Task to carry out :: Reproduce only the rows from the line containing "Thank you for the photo. Could you pin the blonde" through the last row, both included, renaming "jeans" to "denim" wherever it occurs and changing nothing else.

Data provided ::
────────────────────

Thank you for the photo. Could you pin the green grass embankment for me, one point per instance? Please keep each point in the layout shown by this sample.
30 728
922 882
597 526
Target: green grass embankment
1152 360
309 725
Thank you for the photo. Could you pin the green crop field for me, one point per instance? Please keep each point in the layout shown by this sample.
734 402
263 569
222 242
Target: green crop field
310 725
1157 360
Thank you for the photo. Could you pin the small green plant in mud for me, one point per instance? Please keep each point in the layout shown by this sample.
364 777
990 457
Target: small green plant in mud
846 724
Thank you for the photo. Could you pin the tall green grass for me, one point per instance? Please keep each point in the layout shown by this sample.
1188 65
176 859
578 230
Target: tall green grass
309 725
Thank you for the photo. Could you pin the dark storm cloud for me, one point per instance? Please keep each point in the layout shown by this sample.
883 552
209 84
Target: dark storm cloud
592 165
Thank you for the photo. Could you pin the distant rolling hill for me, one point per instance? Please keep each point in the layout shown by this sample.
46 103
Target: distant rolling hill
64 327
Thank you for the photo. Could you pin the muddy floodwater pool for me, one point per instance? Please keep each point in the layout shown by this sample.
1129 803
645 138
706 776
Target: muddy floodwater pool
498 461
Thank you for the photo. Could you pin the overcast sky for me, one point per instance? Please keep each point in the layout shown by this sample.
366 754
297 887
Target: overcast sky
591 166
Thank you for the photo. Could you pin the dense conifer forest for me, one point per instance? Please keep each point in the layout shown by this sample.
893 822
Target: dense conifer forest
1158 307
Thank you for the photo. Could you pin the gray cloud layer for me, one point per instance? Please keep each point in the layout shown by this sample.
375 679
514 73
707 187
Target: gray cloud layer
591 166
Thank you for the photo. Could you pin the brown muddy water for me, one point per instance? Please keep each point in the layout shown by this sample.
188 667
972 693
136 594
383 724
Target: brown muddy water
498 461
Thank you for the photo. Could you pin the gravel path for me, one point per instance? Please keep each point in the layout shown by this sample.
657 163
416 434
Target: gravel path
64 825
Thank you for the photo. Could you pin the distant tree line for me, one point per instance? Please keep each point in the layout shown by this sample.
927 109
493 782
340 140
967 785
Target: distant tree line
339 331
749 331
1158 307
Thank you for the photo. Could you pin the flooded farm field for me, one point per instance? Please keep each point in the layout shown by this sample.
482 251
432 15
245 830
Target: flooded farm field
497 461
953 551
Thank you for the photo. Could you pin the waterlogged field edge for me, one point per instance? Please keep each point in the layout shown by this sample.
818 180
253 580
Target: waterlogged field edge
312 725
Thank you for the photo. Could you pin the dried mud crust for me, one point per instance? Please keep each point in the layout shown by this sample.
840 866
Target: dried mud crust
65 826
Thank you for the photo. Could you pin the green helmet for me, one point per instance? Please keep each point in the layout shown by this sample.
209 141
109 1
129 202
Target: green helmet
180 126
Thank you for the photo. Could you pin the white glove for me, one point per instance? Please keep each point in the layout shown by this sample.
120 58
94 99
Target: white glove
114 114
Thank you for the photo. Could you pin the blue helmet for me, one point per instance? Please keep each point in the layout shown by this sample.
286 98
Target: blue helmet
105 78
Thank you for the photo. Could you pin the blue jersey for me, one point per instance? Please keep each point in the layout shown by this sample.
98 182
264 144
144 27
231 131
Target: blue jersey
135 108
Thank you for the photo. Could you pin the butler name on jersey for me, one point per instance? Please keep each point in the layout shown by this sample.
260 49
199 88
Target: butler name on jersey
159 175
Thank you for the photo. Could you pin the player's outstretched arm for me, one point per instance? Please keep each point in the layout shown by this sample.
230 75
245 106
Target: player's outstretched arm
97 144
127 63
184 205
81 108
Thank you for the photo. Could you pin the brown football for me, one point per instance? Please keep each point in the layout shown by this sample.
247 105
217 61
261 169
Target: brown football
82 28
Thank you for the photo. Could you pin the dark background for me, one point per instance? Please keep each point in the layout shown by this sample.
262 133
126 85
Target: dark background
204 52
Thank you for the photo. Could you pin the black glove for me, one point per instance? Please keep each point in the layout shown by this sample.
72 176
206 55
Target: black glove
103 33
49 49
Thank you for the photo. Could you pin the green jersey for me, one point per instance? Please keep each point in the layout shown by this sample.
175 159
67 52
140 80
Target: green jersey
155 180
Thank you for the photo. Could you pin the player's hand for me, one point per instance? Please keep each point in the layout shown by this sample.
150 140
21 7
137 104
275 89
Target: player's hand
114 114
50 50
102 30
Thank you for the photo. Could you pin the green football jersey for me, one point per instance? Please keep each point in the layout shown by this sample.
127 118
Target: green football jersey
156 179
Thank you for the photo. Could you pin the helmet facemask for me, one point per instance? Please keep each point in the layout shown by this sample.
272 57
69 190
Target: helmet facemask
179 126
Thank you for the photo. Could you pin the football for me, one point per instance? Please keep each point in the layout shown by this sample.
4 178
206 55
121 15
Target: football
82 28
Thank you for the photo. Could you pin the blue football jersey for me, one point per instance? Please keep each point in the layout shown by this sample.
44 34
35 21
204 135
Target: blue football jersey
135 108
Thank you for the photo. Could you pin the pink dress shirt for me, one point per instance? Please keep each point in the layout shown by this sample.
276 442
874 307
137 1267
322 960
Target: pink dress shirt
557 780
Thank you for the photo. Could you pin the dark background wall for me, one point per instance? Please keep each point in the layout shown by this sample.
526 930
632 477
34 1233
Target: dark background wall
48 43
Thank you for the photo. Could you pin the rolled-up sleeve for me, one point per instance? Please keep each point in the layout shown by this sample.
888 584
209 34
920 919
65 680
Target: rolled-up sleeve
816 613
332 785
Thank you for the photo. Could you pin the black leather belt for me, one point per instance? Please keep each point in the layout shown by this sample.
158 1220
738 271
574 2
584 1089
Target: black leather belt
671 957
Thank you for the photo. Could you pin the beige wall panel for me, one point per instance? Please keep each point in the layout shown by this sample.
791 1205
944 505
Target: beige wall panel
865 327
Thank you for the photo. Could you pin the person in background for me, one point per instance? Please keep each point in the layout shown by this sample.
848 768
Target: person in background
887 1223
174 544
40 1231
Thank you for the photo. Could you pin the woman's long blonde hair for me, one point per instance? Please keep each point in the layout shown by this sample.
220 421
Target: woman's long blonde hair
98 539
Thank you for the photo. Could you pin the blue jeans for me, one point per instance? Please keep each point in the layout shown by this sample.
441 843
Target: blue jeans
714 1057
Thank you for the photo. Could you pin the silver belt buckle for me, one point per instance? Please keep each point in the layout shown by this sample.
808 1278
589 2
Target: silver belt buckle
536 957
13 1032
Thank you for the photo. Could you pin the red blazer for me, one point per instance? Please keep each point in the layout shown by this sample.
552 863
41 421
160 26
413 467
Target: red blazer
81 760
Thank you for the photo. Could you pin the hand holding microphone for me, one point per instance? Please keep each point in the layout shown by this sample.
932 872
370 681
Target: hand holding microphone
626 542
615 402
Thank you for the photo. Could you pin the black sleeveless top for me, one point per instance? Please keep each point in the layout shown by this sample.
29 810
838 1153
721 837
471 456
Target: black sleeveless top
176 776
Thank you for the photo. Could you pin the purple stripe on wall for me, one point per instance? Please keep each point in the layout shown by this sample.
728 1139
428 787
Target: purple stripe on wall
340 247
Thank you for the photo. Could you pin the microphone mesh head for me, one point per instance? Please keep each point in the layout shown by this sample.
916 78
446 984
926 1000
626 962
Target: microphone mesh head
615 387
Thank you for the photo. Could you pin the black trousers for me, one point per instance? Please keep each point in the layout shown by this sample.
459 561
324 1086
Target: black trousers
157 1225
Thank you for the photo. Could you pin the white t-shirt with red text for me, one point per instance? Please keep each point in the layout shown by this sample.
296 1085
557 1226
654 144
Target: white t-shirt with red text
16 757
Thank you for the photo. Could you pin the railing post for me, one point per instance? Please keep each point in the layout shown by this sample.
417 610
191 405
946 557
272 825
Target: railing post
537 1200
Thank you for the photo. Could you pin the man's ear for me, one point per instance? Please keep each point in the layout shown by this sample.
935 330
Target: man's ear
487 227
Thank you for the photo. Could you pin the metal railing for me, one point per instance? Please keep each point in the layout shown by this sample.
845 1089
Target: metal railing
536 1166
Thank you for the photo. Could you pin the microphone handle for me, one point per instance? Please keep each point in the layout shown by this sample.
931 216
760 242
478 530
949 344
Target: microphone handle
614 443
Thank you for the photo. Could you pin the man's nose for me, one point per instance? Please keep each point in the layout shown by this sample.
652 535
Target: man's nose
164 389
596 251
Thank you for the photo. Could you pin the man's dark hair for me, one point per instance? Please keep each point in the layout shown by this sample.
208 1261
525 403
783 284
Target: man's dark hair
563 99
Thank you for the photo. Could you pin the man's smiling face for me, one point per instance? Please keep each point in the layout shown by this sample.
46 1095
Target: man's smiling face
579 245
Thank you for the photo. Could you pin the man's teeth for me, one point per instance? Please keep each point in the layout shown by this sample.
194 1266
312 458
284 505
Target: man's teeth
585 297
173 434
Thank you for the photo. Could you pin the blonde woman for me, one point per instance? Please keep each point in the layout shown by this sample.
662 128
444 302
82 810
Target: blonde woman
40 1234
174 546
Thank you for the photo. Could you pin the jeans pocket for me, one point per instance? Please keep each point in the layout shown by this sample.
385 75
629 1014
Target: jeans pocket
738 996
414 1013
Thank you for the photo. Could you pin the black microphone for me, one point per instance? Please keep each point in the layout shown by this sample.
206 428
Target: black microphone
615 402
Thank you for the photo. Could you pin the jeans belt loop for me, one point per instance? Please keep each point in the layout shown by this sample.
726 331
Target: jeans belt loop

────────────────────

Task result ::
Thank you for the photo. Could you pin the blonde woman for me, one point per instance? Please keep each point in the layout shown by this sample.
662 128
444 302
82 810
Target: blonde woman
40 1234
174 546
Thank you for the photo. Could you pin the denim pocket for me, one point per instance? Please keep each point in the layout shown by this sample.
385 75
629 1014
Target: denim pocket
738 996
414 1013
Thank you for the photo. Could you pin the black microphone for me, one point per instance? Please keep each point in the layout shown by this sample.
206 428
Target: black microphone
615 402
Thank you for the photo. Could you pin the denim belt loop for me, one point per instance? Please keep each point in the layout shown by this sample.
726 331
Target: denim belt loop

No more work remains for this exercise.